Records shown:

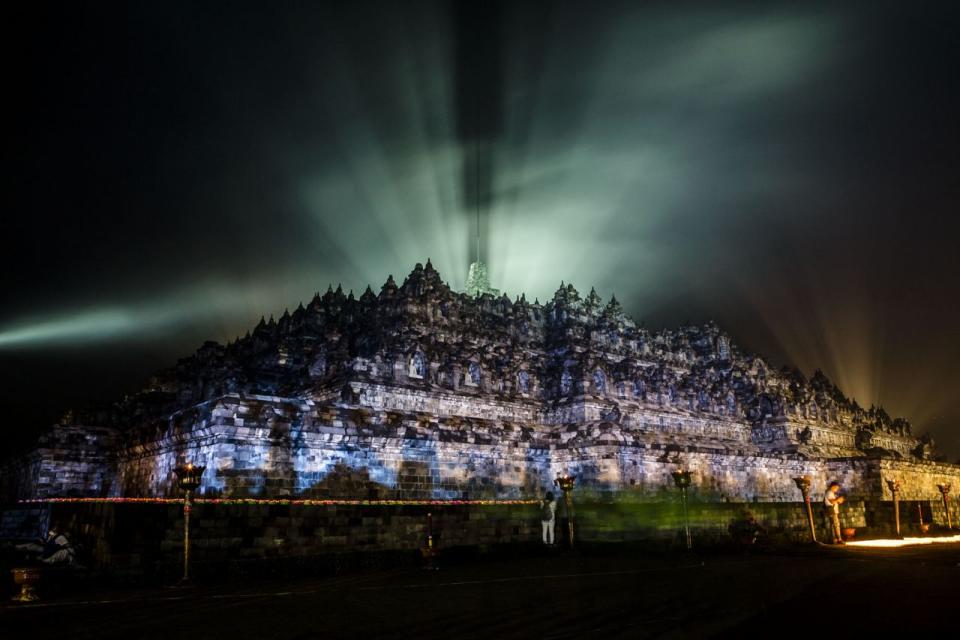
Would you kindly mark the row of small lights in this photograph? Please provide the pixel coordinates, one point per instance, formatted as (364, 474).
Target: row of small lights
(281, 501)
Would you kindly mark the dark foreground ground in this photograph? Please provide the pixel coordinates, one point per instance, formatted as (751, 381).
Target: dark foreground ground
(620, 593)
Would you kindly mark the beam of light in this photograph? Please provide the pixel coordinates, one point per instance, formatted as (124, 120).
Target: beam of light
(86, 326)
(232, 306)
(906, 542)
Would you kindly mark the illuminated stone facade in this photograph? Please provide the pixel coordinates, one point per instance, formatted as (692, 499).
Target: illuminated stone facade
(422, 392)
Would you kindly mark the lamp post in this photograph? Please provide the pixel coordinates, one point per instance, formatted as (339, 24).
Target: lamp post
(944, 488)
(189, 481)
(566, 482)
(895, 490)
(681, 478)
(803, 483)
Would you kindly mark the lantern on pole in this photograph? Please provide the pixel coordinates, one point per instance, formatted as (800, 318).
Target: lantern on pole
(895, 490)
(944, 492)
(566, 482)
(189, 476)
(682, 479)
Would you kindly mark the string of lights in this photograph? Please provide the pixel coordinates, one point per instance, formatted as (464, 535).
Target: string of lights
(281, 502)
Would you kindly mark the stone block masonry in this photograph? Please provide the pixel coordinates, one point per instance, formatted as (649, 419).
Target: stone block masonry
(424, 393)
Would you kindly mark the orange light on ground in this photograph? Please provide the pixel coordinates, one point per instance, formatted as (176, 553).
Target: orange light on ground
(903, 543)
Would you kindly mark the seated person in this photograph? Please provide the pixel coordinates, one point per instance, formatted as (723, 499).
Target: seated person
(55, 550)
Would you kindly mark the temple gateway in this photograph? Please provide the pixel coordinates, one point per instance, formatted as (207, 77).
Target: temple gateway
(422, 392)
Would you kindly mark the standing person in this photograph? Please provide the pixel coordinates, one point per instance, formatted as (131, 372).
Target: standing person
(548, 517)
(831, 507)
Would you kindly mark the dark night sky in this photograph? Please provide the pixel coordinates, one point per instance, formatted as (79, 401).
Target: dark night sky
(788, 170)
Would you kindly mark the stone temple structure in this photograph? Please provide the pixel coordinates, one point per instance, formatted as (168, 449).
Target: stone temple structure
(422, 392)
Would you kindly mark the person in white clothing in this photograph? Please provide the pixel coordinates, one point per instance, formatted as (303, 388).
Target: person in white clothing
(831, 509)
(548, 517)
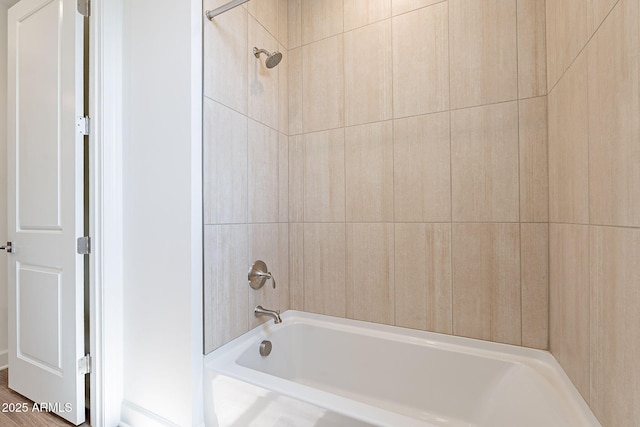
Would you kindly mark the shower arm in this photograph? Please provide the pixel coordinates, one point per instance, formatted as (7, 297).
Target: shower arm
(257, 52)
(210, 14)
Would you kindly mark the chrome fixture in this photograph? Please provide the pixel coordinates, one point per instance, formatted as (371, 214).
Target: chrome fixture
(210, 14)
(265, 348)
(273, 59)
(258, 275)
(260, 311)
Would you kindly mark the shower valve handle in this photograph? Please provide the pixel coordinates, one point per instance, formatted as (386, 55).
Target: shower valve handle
(258, 275)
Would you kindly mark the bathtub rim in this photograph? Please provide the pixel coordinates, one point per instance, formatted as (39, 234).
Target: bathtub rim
(223, 361)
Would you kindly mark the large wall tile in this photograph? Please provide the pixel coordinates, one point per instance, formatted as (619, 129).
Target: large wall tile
(534, 175)
(484, 163)
(532, 53)
(282, 33)
(321, 19)
(294, 89)
(283, 92)
(225, 164)
(615, 330)
(294, 23)
(370, 272)
(323, 84)
(423, 276)
(403, 6)
(422, 172)
(269, 243)
(420, 61)
(324, 180)
(225, 64)
(358, 13)
(266, 13)
(566, 23)
(283, 178)
(263, 82)
(568, 147)
(484, 57)
(296, 178)
(226, 293)
(597, 10)
(325, 269)
(367, 92)
(534, 262)
(486, 282)
(569, 301)
(296, 266)
(264, 173)
(614, 124)
(369, 172)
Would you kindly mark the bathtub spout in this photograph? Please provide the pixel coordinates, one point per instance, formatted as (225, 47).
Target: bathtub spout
(261, 311)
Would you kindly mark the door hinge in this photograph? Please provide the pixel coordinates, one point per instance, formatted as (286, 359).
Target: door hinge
(84, 7)
(84, 245)
(84, 364)
(84, 125)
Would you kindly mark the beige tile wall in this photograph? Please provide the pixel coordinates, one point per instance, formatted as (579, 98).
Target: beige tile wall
(393, 167)
(418, 191)
(401, 165)
(594, 199)
(246, 166)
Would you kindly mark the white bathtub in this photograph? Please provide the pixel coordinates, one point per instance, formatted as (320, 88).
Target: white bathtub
(325, 372)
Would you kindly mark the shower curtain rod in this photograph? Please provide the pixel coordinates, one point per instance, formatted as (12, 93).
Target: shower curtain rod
(210, 14)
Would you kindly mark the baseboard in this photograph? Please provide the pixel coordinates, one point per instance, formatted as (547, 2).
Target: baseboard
(4, 359)
(134, 415)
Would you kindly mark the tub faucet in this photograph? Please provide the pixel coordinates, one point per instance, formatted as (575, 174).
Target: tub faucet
(261, 311)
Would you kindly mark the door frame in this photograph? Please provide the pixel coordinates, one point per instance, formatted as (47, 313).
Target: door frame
(105, 210)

Request: Every line should be retyped exactly, with the pictures omitted.

The completed task:
Would you kindly mark the row of small lights in this photograph? Please provide the pixel coordinates, one point per instance, formatted as (364, 474).
Target: row of small lights
(281, 501)
Would you kindly mark the dark foreground ground in this photograph? Please provide the pixel coordinates, one point per instance, formatted as (751, 381).
Target: dark foreground ground
(620, 593)
Would you kindly mark the beam of light in this photograph? Please provide the pixel coordinates, one point per instance, formatted as (124, 120).
Target: beam of light
(86, 326)
(232, 306)
(906, 542)
Would you kindly mark the illuminated stone facade in this photograph? Please provide the pixel coordinates, one point per instance, formatted as (692, 499).
Target: illuminated stone facade
(422, 392)
Would you kindly mark the lamp post in this photograph? Please provide the pixel coordinates, one point per instance, formatted as (339, 24).
Target: lamp post
(944, 488)
(189, 481)
(566, 482)
(895, 490)
(681, 478)
(803, 483)
Would you kindly mark the lantern on pole in this photograph? Please provide the pixel coordinates, one point per instance, formatted as (800, 318).
Target: lantern on pole
(895, 490)
(944, 492)
(566, 482)
(189, 476)
(682, 479)
Would you kindly mark the string of lights in this photograph? Please provide the pixel coordinates, one point per instance, formatted as (464, 535).
Target: string of lights
(281, 502)
Would you kindly mark the stone block masonry in this photograph? Please provide the pixel coordinates, one point per instance, formatted as (649, 419).
Target: stone block masonry
(424, 393)
Would you kindly mark the orange light on ground in this photograph? Please provide the pixel coordinates, one point per instance, formatted as (176, 553).
Target: orange light on ground
(903, 543)
Would you kindly mark the seated person in this photograph? Please provide the pixel coordinates, one point per instance, formatted as (723, 499).
Target: seated person
(55, 550)
Would you kindly mark the temple gateway in this photograph? Please provide the pixel coordinates, one point per instance, formatted as (207, 77).
Target: temple gateway
(422, 392)
Would you kindly mark the standing person in this photograph? Please provide the pixel coordinates, one point per instance, formatted as (131, 372).
Target: standing person
(548, 517)
(831, 507)
Would you kindly mark the dark night sky in this photograph? Please provide the pixel coordinates, one point per instance, formatted as (79, 401).
Target: dark night sky
(788, 170)
Would you kindly mark the stone temple structure in this photograph? Please provide the pixel coordinates, one point per instance, formatted as (168, 449).
Target: stone temple structure
(422, 392)
Would you kindly mark the person in white clothing in this photograph? Please provide the pixel coordinates, one point per instance, formatted as (303, 388).
Target: person in white clothing
(831, 509)
(548, 517)
Would you kindly mark the shower arm in this photograph? Please provide the pixel coordinates, one point per instance, formatted as (7, 297).
Target: shower arm
(257, 52)
(210, 14)
Would you kindly mark the chrome fixture in this photograph? Please provide the pixel coordinates, one point per instance, formatted as (371, 214).
Target: chrome fixture
(210, 14)
(265, 348)
(273, 59)
(258, 275)
(260, 311)
Would you kindly mark the shower valve handle in this photograph? Please provide the pixel coordinates, one point per instance, formatted as (386, 55).
Target: shower valve handle
(258, 275)
Would you kindly mark the bathtub rim in this photograph? Please provide the pixel coordinates, one point per instance, formatted as (39, 234).
Target: bathtub rim
(223, 361)
Would you kindly mark the large wall tile in this photograph? Please provide the pixel coordinates, one point per instance, formatted as (619, 129).
Target: large wall tile
(534, 175)
(484, 163)
(532, 53)
(282, 33)
(321, 19)
(294, 89)
(283, 92)
(225, 164)
(615, 330)
(294, 23)
(370, 272)
(323, 84)
(423, 276)
(403, 6)
(422, 172)
(269, 243)
(420, 61)
(324, 180)
(225, 64)
(358, 13)
(266, 13)
(566, 23)
(283, 178)
(263, 82)
(568, 147)
(484, 57)
(296, 178)
(226, 293)
(597, 10)
(325, 269)
(367, 92)
(534, 262)
(486, 282)
(569, 301)
(296, 266)
(264, 173)
(614, 124)
(369, 172)
Would you kindly mark the bathtub spout in this photograph? Please provide the pixel coordinates, one point per instance, formatted as (225, 47).
Target: bathtub spout
(261, 311)
Would you kindly mark the door hinge in this photograph? Please provide the pixel coordinates, one point per instance, formatted as (286, 359).
Target: door hinge
(84, 7)
(84, 245)
(84, 364)
(84, 125)
Would you kindly mark the beige tile wall in this photograph? Please provide the pixel coordinates, one point per instance, formatted as (579, 98).
Target: beige tile wall
(393, 167)
(418, 191)
(401, 165)
(594, 199)
(246, 166)
Would you kindly mark the white bathtub in this photograph? Please provide the pixel coordinates, one point per instance, formatted as (320, 88).
Target: white bathtub
(325, 372)
Would you kindly mark the shower curtain rod in this photograph? Please provide the pixel coordinates, one point per instance, formatted as (12, 93).
Target: shower curtain rod
(210, 14)
Would you kindly mark the baseboard in this photograph? Please provide the pixel coordinates, one point per instance, formatted as (547, 2).
Target: baseboard
(4, 359)
(134, 415)
Would you kindly mark the tub faucet in this photograph? Please provide the pixel coordinates, one point per instance, formatted as (575, 174).
Target: tub faucet
(261, 311)
Would you kindly mark the door frame in this photograph? Please provide the pixel coordinates, one point per instance, formatted as (47, 313).
Target: door frame
(105, 210)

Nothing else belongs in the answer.